--- Exercise ---
Output all records verbatim.

· · · · · · ·

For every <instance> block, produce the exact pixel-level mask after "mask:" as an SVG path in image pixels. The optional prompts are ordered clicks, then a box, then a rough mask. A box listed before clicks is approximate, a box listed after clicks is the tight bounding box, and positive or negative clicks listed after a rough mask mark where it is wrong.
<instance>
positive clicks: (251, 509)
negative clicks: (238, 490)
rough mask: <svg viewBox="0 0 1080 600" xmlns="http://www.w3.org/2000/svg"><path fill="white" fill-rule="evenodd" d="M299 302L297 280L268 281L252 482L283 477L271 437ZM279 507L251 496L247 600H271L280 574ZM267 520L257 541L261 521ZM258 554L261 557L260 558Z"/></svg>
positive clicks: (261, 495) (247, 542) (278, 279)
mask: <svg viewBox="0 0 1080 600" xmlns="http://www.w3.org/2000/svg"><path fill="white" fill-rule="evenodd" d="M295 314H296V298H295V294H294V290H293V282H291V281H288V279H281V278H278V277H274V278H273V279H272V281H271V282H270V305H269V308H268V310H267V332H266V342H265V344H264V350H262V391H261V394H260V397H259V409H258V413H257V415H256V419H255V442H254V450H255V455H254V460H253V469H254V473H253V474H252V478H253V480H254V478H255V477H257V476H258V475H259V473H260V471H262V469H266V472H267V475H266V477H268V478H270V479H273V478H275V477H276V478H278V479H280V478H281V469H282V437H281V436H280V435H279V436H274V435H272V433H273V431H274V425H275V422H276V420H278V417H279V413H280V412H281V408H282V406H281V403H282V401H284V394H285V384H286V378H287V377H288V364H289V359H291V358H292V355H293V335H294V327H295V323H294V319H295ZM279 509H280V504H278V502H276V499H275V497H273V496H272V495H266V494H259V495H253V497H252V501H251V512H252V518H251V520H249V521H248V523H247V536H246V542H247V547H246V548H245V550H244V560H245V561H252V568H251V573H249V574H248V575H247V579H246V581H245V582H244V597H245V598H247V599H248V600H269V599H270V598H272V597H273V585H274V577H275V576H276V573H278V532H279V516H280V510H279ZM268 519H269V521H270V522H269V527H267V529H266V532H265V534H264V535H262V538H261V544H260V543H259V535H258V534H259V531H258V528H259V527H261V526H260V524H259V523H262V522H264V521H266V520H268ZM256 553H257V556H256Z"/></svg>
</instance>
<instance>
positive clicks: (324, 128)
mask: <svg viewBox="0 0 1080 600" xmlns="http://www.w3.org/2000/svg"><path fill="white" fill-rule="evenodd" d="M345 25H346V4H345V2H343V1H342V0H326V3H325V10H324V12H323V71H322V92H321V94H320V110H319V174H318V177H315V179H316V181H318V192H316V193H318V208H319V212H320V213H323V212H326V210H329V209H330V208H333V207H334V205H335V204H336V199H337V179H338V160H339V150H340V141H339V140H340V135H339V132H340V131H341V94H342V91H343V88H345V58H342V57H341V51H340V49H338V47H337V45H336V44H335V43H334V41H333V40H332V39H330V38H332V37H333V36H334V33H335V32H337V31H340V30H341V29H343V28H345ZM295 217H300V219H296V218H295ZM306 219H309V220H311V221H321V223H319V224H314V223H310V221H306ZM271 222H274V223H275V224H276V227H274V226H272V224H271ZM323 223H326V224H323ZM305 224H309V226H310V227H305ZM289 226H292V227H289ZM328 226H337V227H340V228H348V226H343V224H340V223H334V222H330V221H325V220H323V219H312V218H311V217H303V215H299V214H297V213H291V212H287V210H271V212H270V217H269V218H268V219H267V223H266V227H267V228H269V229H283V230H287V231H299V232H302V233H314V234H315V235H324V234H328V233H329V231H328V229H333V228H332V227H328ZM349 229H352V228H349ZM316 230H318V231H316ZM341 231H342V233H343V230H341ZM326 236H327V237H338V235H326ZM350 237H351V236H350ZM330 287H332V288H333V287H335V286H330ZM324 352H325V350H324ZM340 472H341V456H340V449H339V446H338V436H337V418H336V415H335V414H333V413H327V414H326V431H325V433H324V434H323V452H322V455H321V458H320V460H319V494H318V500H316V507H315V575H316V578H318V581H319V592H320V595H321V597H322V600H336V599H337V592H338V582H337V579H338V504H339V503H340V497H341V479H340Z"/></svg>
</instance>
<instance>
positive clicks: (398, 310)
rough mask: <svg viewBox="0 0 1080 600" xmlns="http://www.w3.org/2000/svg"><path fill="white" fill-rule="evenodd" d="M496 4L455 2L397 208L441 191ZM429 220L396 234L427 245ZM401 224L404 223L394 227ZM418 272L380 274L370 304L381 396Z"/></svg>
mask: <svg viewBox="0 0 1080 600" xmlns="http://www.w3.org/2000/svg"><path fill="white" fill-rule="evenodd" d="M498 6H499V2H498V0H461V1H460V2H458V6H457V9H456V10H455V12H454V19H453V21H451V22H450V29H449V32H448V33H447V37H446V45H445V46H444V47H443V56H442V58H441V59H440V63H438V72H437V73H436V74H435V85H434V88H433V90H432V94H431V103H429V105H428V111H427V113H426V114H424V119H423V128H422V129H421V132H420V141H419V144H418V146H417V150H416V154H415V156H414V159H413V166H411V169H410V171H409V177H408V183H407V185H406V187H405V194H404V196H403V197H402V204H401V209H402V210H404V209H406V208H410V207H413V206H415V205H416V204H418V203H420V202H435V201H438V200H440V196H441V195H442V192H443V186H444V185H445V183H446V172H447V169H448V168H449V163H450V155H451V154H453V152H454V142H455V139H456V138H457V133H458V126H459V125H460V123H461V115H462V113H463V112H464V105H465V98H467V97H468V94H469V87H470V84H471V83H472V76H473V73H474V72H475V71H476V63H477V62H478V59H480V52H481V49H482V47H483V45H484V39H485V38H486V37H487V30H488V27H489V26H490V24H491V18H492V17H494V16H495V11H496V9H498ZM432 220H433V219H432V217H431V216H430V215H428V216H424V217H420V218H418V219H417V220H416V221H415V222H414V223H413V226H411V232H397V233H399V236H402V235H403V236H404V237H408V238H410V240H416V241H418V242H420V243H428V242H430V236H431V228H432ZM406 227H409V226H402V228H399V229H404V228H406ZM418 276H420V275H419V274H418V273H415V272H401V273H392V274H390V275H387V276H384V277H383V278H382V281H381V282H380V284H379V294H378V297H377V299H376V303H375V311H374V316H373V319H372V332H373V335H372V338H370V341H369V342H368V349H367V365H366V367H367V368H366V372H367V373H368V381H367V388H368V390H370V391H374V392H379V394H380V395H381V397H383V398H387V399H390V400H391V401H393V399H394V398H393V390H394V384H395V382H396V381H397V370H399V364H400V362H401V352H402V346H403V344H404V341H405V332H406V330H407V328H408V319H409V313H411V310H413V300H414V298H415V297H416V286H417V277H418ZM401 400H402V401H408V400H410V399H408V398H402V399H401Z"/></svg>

· · · · · · ·

--- Solution below ---
For every <instance> block, produce the exact pixel-level mask after "mask:" as an SVG path in image pixels. The optional prompts are ordered clicks, then a box, then a rough mask. A box listed before clicks is approximate, a box listed after clicks is the tight bounding box, and positive or negative clicks listed after a rough mask mark where it is wrong.
<instance>
positive clicks: (251, 509)
negative clicks: (238, 490)
rough mask: <svg viewBox="0 0 1080 600" xmlns="http://www.w3.org/2000/svg"><path fill="white" fill-rule="evenodd" d="M299 302L297 280L268 281L252 482L283 477L271 437ZM279 507L251 496L247 600H271L280 574ZM267 520L257 541L261 521ZM258 554L261 557L260 558Z"/></svg>
positive clicks: (261, 495) (247, 542) (278, 279)
mask: <svg viewBox="0 0 1080 600" xmlns="http://www.w3.org/2000/svg"><path fill="white" fill-rule="evenodd" d="M295 314H296V298H295V294H294V290H293V282H291V281H288V279H281V278H278V277H274V278H273V279H272V281H271V282H270V305H269V308H268V310H267V332H266V342H265V344H264V350H262V391H261V394H260V397H259V409H258V413H257V415H256V419H255V442H254V450H255V455H254V460H253V469H254V473H253V474H252V478H253V480H254V478H255V477H257V476H258V475H259V473H260V471H262V469H266V472H267V475H266V477H268V478H270V479H273V478H275V477H276V478H278V479H280V478H281V469H282V437H281V436H280V435H279V436H274V435H272V433H273V431H274V425H275V422H276V420H278V417H279V413H280V412H281V408H282V406H281V403H282V401H284V394H285V384H286V378H287V377H288V364H289V359H291V358H292V355H293V335H294V327H295V323H294V319H295ZM279 509H280V504H278V502H276V499H275V497H273V496H272V495H266V494H259V495H253V497H252V501H251V512H252V518H251V520H249V521H248V523H247V536H246V542H247V547H246V548H245V550H244V560H245V561H252V568H251V573H249V574H248V575H247V579H246V581H245V582H244V597H245V598H247V599H248V600H269V599H270V598H272V597H273V585H274V577H275V576H276V573H278V532H279V516H280V510H279ZM268 519H269V521H270V522H269V527H267V529H266V532H265V534H264V535H262V538H261V544H260V543H259V535H258V534H259V531H258V528H259V527H261V526H260V524H259V523H262V522H264V521H266V520H268ZM256 553H257V556H256Z"/></svg>
</instance>
<instance>
positive clicks: (324, 128)
mask: <svg viewBox="0 0 1080 600" xmlns="http://www.w3.org/2000/svg"><path fill="white" fill-rule="evenodd" d="M345 25H346V4H345V2H343V1H342V0H326V3H325V10H324V12H323V71H322V92H321V94H320V110H319V174H318V177H315V179H316V181H318V192H316V193H318V208H319V212H320V213H323V212H326V210H329V209H330V208H333V207H334V205H335V204H336V199H337V179H338V160H339V150H340V141H339V140H340V135H339V132H340V131H341V94H342V91H343V88H345V58H342V57H341V51H340V49H338V47H337V45H336V44H335V43H334V41H333V40H332V39H330V38H332V37H333V36H334V33H335V32H337V31H340V30H341V29H343V28H345ZM295 217H300V219H296V218H295ZM306 219H309V220H311V221H321V223H319V224H314V223H310V221H306ZM271 222H274V223H275V224H276V227H274V226H272V224H271ZM323 223H326V224H323ZM305 224H309V226H310V227H305ZM289 226H292V227H289ZM328 226H337V227H340V228H348V226H343V224H340V223H334V222H330V221H325V220H323V219H312V218H311V217H303V215H299V214H297V213H291V212H287V210H271V212H270V217H269V218H268V219H267V223H266V227H267V228H269V229H283V230H287V231H299V232H302V233H314V234H315V235H324V234H328V233H329V231H328V229H333V228H332V227H328ZM349 229H352V228H349ZM316 230H318V231H316ZM341 231H342V233H343V230H341ZM326 236H327V237H338V235H326ZM350 237H351V236H350ZM330 287H332V288H333V287H335V286H330ZM324 352H325V350H324ZM340 472H341V456H340V449H339V446H338V436H337V418H336V415H335V414H333V413H327V414H326V431H325V433H324V434H323V452H322V455H321V458H320V460H319V494H318V500H316V507H315V575H316V578H318V581H319V592H320V595H321V597H322V600H336V599H337V592H338V582H337V579H338V504H339V503H340V497H341V479H340Z"/></svg>
</instance>
<instance>
positive clicks: (398, 310)
rough mask: <svg viewBox="0 0 1080 600" xmlns="http://www.w3.org/2000/svg"><path fill="white" fill-rule="evenodd" d="M496 4L455 2L397 208L441 191ZM429 220L396 234L427 245ZM401 224L404 223L394 227ZM418 272L380 274L370 304L381 396Z"/></svg>
mask: <svg viewBox="0 0 1080 600" xmlns="http://www.w3.org/2000/svg"><path fill="white" fill-rule="evenodd" d="M498 6H499V2H498V0H461V1H460V2H458V6H457V9H456V10H455V12H454V19H453V21H451V22H450V29H449V32H448V33H447V37H446V45H445V46H444V47H443V56H442V58H441V59H440V63H438V72H437V73H436V74H435V85H434V88H433V90H432V94H431V103H429V105H428V111H427V113H426V114H424V119H423V128H422V129H421V132H420V141H419V144H418V146H417V150H416V154H415V156H414V159H413V166H411V169H410V171H409V177H408V183H407V185H406V187H405V194H404V196H403V197H402V204H401V209H402V210H404V209H406V208H410V207H413V206H415V205H416V204H418V203H420V202H435V201H438V200H440V196H441V195H442V192H443V186H444V185H445V183H446V172H447V169H448V168H449V163H450V155H451V154H453V152H454V142H455V139H456V138H457V133H458V126H459V125H460V123H461V115H462V113H463V112H464V105H465V98H467V97H468V94H469V87H470V84H471V83H472V76H473V73H474V72H475V71H476V63H477V62H478V59H480V52H481V49H482V47H483V45H484V39H485V38H486V37H487V30H488V27H489V26H490V24H491V18H492V17H494V16H495V11H496V9H498ZM432 220H433V219H432V217H431V216H430V215H428V216H424V217H420V218H418V219H417V220H416V221H415V222H414V223H413V226H411V232H397V233H399V236H402V235H403V236H404V237H408V238H410V240H416V241H418V242H420V243H428V242H430V236H431V228H432ZM406 227H409V226H402V228H399V229H404V228H406ZM418 276H420V275H419V274H418V273H415V272H401V273H392V274H390V275H387V276H384V277H383V278H382V281H381V282H380V284H379V294H378V297H377V299H376V303H375V311H374V316H373V319H372V332H373V335H372V338H370V341H369V342H368V349H367V365H366V367H367V368H366V372H367V373H368V381H367V388H368V390H370V391H374V392H379V394H380V395H381V397H383V398H387V399H390V400H391V401H393V399H394V398H393V390H394V384H395V382H396V381H397V370H399V364H400V362H401V352H402V346H403V344H404V341H405V332H406V330H407V328H408V319H409V313H411V310H413V300H414V298H415V297H416V286H417V277H418ZM401 400H402V401H408V400H410V399H408V398H402V399H401Z"/></svg>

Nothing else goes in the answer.